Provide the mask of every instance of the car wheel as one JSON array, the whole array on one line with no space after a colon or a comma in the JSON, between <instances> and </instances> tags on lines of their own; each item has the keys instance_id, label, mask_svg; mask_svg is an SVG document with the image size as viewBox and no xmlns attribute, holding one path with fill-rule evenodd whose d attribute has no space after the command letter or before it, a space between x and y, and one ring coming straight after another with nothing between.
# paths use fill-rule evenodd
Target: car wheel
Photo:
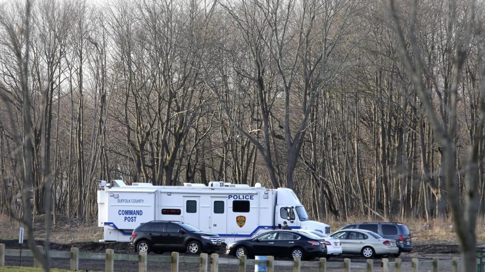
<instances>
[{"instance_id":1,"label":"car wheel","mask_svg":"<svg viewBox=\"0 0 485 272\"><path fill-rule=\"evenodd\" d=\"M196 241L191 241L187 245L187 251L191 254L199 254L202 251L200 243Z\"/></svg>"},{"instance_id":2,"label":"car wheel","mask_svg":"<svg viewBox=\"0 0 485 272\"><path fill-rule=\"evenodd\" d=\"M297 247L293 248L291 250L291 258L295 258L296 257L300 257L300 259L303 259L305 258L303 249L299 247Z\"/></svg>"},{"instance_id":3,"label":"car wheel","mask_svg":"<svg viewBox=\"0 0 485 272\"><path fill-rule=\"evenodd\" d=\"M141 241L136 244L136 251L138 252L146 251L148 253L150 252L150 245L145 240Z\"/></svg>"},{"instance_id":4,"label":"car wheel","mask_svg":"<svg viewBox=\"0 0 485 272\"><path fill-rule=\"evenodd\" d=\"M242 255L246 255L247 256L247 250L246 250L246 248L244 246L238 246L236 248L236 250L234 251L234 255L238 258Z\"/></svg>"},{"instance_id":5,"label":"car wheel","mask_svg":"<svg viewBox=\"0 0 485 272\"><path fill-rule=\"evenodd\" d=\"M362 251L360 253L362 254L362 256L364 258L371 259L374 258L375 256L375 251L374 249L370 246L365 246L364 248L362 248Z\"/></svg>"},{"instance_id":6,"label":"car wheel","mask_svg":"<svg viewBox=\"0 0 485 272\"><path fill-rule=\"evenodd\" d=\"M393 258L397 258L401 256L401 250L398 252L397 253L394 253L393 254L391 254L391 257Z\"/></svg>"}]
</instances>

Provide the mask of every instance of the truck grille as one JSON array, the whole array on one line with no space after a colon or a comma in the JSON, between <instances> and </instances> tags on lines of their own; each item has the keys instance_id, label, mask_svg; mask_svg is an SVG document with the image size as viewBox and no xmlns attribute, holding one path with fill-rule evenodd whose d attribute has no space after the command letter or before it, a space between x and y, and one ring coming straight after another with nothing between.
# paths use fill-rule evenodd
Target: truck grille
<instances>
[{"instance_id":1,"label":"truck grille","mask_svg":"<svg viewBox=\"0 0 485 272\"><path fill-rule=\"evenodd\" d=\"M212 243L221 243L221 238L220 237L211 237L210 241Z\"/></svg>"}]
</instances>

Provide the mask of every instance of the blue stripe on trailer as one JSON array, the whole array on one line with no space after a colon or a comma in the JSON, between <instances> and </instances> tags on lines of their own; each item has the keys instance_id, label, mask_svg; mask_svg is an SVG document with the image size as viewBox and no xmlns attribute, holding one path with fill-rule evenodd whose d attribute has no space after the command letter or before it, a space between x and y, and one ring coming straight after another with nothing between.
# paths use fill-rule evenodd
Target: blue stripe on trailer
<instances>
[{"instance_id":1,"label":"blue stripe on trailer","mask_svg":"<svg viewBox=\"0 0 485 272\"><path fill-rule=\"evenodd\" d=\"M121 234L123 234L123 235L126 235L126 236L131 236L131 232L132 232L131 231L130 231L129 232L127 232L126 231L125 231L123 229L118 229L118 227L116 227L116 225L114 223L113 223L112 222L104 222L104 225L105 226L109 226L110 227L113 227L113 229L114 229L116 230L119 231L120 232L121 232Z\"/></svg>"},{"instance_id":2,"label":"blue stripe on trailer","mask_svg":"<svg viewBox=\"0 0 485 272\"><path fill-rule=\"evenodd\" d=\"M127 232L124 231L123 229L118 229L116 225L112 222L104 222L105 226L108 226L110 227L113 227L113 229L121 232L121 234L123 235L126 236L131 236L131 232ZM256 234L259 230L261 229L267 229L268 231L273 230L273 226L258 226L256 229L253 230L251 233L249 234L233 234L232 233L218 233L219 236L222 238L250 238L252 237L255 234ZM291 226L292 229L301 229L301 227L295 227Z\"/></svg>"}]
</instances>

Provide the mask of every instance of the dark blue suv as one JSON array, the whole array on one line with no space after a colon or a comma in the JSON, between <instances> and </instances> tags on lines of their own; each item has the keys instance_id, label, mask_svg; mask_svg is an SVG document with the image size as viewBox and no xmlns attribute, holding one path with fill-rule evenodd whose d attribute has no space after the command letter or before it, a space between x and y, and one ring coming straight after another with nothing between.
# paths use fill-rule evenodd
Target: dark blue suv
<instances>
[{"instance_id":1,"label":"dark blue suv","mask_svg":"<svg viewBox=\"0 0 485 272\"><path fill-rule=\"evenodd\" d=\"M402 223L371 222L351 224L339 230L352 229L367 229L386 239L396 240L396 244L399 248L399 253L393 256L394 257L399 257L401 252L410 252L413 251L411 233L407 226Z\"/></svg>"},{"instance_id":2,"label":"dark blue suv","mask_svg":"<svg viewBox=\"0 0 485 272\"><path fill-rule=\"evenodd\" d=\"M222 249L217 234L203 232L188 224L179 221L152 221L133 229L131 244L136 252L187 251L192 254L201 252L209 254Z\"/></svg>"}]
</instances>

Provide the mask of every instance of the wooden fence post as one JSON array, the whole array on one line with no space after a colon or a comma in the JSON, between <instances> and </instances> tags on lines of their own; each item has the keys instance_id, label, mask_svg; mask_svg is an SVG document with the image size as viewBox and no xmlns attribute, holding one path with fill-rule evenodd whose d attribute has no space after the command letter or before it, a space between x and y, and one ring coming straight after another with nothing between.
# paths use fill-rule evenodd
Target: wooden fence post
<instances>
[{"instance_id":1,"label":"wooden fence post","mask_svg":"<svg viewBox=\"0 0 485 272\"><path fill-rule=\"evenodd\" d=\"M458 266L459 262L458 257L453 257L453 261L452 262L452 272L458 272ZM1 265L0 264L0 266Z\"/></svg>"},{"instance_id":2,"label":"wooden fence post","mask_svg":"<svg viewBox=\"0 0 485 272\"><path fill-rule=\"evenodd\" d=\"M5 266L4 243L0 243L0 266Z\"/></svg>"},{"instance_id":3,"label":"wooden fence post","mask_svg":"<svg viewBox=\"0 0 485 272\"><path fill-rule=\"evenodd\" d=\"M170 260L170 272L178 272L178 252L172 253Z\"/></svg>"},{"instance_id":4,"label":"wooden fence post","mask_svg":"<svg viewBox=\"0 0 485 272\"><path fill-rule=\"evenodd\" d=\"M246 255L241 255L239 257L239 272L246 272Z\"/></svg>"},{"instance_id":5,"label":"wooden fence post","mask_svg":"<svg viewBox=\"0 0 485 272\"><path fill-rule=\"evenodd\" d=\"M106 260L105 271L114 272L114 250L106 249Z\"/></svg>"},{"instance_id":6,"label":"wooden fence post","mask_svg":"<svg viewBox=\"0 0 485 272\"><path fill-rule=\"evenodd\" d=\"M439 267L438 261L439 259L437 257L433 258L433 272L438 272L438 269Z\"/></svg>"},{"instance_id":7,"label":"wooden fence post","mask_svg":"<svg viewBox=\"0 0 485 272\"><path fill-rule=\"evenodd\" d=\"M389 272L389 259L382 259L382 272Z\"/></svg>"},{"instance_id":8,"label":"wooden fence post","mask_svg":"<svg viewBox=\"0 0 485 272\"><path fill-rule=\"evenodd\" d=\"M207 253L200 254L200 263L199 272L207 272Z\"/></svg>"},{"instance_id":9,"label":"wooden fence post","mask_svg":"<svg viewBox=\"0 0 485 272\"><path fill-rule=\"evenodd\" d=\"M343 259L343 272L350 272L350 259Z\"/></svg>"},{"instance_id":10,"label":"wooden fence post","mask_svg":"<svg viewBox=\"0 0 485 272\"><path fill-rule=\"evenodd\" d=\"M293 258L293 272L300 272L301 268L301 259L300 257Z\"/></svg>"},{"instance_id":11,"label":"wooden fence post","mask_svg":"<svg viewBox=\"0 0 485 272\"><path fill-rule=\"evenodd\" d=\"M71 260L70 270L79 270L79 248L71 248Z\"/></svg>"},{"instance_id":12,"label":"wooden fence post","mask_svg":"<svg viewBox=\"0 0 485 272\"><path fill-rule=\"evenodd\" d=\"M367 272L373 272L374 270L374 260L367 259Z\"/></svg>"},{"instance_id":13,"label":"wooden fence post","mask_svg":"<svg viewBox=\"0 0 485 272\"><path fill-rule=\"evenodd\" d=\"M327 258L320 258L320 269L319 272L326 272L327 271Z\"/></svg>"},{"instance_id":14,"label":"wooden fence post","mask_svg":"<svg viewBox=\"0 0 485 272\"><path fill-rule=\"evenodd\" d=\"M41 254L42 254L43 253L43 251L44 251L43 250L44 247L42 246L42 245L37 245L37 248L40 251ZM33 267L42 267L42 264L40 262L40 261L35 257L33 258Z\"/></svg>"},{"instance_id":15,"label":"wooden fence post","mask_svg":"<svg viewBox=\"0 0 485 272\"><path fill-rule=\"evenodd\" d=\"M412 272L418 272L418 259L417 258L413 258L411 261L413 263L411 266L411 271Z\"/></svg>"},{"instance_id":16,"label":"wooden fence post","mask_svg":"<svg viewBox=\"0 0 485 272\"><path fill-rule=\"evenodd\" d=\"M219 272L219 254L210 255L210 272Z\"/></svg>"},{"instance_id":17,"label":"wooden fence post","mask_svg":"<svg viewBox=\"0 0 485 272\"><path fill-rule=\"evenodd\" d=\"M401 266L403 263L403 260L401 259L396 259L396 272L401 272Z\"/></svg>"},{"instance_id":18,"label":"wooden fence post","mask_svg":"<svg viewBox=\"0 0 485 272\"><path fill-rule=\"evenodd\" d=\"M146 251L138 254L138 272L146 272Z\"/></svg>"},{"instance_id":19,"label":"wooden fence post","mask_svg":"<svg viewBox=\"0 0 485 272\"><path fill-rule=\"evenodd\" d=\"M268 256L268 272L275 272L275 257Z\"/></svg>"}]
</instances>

=== Exercise requirements ===
Find each line in the listing above that contains the string "Target", and copy every such line in full.

=== Worked solution ===
Target: car wheel
Target: truck grille
Target: blue stripe on trailer
Target: dark blue suv
Target: wooden fence post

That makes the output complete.